▶ [Provided entries]:
>>>

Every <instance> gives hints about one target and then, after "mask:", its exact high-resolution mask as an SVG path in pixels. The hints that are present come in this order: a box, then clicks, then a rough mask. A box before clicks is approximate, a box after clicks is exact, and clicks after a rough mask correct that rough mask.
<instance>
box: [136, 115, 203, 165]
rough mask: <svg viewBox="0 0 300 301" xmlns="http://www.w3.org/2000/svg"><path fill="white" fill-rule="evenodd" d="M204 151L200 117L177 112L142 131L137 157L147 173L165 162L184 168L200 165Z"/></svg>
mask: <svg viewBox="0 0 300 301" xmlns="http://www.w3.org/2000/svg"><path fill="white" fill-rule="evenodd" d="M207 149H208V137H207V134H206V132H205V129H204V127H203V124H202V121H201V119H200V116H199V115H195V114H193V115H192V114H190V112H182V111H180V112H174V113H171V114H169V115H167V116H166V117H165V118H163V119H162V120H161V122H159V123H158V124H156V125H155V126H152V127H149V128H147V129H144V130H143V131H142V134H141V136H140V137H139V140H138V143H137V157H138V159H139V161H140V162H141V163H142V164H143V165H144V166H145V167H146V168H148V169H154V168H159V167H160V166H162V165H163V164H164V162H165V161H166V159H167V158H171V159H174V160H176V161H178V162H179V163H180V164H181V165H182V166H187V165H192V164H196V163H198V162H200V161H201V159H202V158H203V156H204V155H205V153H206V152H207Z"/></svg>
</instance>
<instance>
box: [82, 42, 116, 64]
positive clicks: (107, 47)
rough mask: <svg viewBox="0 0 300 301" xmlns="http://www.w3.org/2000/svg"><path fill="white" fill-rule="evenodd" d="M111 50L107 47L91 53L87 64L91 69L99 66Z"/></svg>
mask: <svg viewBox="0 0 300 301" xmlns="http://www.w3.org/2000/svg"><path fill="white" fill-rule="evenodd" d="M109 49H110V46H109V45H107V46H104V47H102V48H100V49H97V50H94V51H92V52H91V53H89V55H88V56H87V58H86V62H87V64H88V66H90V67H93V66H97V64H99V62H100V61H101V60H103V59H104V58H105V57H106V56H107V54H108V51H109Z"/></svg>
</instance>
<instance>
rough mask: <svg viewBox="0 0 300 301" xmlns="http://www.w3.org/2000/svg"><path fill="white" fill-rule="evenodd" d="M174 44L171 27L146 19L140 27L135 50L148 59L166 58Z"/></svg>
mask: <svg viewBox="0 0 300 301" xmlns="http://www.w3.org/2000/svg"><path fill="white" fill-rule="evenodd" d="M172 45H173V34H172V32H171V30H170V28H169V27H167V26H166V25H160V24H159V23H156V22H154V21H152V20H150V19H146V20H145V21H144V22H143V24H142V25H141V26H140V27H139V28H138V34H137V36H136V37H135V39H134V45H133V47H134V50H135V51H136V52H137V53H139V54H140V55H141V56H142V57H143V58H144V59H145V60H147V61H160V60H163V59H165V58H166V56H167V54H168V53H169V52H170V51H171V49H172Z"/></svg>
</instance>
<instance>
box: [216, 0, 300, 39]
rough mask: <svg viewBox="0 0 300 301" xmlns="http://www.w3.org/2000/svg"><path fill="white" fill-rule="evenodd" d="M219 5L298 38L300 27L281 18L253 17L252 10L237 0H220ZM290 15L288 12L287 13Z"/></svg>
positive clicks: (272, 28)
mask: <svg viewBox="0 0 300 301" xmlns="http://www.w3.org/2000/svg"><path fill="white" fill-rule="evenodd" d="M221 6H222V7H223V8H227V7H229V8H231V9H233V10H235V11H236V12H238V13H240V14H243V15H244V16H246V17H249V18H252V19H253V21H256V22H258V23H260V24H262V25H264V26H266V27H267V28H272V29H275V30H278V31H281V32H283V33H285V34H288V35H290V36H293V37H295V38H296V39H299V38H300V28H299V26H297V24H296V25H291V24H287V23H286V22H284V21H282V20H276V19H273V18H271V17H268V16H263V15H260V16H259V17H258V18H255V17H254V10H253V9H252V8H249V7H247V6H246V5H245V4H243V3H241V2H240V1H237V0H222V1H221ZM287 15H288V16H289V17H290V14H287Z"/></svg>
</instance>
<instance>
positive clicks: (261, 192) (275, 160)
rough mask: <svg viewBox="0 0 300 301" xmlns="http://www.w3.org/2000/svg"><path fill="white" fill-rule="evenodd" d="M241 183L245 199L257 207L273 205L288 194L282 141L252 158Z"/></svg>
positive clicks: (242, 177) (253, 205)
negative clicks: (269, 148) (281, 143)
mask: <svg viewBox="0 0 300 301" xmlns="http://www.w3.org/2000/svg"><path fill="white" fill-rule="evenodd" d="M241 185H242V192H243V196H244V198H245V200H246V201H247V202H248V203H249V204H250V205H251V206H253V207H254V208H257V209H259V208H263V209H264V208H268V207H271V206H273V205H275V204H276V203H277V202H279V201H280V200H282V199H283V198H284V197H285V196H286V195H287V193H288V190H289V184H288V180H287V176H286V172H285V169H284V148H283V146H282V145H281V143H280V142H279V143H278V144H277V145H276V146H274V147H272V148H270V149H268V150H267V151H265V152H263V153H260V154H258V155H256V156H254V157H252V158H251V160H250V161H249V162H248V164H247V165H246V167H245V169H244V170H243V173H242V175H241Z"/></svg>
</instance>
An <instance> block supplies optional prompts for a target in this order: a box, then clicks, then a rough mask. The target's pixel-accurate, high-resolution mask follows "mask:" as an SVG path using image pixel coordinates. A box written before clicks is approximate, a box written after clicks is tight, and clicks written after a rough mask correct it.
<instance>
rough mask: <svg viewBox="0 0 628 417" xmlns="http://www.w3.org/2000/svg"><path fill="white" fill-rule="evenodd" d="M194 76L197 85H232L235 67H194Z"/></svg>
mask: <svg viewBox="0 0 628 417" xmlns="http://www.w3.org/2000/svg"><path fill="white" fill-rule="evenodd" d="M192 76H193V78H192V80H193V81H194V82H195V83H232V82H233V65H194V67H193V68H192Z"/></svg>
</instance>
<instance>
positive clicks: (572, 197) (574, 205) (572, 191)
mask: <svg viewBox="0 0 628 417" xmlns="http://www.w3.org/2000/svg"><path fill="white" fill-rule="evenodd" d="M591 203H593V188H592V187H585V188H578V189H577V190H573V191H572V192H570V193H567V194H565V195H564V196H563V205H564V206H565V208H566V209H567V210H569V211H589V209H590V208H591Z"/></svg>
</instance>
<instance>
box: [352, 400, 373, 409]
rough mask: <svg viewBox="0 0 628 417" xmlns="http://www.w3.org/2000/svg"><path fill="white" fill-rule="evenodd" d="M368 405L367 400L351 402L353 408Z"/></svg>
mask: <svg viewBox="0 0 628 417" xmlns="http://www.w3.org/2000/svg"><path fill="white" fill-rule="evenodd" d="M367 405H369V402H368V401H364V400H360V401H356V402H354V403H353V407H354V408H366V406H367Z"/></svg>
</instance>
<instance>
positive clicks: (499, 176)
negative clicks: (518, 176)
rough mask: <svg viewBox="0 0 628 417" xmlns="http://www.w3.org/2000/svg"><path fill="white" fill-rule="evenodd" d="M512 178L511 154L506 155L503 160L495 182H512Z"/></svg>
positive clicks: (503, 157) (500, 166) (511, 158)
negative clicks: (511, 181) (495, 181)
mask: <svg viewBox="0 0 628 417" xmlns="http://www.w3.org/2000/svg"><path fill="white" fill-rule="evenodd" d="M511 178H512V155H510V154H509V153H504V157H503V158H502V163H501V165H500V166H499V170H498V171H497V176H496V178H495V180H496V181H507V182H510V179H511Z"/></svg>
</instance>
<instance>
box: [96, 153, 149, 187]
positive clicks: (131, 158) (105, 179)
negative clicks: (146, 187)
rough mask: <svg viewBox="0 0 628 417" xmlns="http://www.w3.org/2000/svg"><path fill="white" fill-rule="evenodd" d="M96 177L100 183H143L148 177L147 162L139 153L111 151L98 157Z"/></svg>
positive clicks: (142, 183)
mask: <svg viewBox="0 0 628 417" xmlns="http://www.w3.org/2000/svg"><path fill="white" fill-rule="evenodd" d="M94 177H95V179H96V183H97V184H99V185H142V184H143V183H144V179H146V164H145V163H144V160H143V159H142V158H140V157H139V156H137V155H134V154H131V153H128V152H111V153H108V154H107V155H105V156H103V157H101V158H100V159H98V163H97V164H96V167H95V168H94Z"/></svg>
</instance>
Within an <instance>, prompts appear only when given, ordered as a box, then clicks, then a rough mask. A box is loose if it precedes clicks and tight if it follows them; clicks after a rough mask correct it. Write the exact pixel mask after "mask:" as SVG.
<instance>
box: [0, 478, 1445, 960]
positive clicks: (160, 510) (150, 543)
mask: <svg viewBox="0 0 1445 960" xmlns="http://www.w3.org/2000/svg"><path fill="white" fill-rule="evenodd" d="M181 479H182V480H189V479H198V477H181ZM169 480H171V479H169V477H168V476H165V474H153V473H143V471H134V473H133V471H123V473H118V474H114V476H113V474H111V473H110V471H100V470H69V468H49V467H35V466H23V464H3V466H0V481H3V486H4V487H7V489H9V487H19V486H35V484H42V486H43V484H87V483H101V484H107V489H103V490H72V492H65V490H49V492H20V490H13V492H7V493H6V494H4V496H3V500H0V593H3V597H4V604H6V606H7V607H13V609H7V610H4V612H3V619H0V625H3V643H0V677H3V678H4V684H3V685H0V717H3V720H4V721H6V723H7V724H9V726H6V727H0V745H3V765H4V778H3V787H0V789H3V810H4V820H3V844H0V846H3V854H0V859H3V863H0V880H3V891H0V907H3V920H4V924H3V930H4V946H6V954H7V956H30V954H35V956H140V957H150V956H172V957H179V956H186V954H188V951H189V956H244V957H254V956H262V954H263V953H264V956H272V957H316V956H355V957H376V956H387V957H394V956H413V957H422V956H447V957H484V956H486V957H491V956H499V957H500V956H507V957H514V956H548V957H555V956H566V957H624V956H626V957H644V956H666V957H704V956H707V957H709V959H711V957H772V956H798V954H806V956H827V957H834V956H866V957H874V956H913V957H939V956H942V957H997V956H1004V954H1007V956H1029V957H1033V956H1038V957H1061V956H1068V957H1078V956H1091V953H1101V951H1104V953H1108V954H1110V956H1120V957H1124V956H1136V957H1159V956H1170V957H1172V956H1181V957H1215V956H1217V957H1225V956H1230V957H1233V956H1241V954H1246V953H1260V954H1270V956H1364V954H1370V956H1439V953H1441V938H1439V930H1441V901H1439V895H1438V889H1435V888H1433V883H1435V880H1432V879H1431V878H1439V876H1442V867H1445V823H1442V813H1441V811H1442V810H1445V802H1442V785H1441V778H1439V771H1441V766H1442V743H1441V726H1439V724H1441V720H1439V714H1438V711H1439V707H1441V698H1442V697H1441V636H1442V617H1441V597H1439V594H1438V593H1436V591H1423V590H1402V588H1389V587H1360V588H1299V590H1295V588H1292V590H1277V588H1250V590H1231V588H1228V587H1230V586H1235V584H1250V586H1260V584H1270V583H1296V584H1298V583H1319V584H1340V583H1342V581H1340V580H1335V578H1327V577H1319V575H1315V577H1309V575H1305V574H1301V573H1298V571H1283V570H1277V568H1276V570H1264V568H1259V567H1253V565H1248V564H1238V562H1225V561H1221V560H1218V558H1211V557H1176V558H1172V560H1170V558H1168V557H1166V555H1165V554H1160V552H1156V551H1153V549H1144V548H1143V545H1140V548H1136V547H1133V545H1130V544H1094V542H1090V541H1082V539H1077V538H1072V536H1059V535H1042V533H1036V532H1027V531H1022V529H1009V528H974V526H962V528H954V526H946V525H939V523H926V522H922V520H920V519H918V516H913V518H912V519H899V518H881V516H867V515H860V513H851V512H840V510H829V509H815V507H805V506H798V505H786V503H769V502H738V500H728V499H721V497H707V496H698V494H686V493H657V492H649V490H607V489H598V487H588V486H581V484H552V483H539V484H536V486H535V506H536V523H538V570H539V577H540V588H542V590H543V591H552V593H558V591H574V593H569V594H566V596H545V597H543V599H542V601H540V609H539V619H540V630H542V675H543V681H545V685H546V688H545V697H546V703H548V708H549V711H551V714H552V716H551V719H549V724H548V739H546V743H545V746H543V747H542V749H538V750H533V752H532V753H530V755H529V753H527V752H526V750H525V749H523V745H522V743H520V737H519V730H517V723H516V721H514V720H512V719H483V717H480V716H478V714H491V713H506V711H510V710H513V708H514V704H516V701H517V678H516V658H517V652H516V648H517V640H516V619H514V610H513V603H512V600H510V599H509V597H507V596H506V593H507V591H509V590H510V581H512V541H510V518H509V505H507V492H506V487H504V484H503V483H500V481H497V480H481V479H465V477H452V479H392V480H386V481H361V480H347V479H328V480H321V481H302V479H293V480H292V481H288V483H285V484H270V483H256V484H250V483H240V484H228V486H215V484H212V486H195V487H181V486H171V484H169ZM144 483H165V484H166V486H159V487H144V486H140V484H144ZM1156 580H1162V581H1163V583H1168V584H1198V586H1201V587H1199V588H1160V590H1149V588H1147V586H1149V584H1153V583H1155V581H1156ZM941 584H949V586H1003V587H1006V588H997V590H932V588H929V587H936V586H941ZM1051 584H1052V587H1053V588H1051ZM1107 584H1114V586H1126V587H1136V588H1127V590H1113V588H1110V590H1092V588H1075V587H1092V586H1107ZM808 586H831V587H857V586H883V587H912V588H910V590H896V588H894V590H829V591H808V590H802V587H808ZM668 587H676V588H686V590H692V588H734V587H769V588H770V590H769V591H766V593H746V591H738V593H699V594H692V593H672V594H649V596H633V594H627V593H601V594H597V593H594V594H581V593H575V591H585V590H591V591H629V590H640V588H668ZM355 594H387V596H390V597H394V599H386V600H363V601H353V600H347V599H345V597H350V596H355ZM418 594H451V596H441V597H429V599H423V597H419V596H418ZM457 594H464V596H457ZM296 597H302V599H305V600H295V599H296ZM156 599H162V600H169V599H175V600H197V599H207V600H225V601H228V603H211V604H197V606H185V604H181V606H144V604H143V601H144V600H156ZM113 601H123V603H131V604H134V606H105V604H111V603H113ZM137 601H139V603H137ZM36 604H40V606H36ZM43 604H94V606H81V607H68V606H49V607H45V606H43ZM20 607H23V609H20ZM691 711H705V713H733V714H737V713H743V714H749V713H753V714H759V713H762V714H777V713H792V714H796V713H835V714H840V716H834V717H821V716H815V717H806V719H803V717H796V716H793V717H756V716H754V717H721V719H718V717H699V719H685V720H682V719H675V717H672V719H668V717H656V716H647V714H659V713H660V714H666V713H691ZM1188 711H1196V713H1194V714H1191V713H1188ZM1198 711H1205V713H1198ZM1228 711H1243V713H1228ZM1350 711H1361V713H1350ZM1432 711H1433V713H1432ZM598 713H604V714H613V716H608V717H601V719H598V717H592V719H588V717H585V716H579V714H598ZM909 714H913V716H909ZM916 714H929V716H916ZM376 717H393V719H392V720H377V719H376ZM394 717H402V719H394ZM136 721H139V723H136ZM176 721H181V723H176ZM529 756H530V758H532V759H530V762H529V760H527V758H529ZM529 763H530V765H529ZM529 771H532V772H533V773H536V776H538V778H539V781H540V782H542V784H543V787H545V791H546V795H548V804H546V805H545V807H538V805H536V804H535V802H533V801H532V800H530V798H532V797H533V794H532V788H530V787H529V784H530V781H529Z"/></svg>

<<<

▶ [What the exercise asks]: Your output should be the listing's lines, exact and complete, from its first line to the line that contains "positive clicks: (107, 47)", inclusive.

▶ [Solved exercise]:
Every <instance> gives hints about one target and then, after "mask:", its exact high-resolution mask as an SVG path in pixels. The hints that are present come in this order: a box, then clicks, then a rough mask. A box before clicks is approximate, a box after clicks is exact, and clicks after a rough mask correct that rough mask.
<instance>
box: [136, 115, 203, 165]
rough mask: <svg viewBox="0 0 300 301" xmlns="http://www.w3.org/2000/svg"><path fill="white" fill-rule="evenodd" d="M204 151L200 117L177 112L142 131L137 157L147 173L165 162L184 168L200 165Z"/></svg>
mask: <svg viewBox="0 0 300 301" xmlns="http://www.w3.org/2000/svg"><path fill="white" fill-rule="evenodd" d="M207 149H208V137H207V134H206V132H205V129H204V127H203V124H202V121H201V119H200V116H199V115H195V114H193V115H192V114H190V112H182V111H180V112H174V113H171V114H169V115H167V116H166V117H165V118H163V119H162V120H161V122H159V123H158V124H156V125H155V126H152V127H149V128H147V129H144V130H143V131H142V134H141V136H140V137H139V140H138V143H137V157H138V159H139V161H140V162H141V163H142V164H143V165H144V166H145V167H146V168H148V169H154V168H159V167H160V166H162V165H163V164H164V162H165V161H166V159H167V158H171V159H174V160H176V161H178V162H179V163H180V164H181V165H182V166H187V165H192V164H196V163H198V162H200V161H201V159H202V158H203V156H204V155H205V153H206V152H207Z"/></svg>
</instance>
<instance>
box: [82, 42, 116, 64]
positive clicks: (107, 47)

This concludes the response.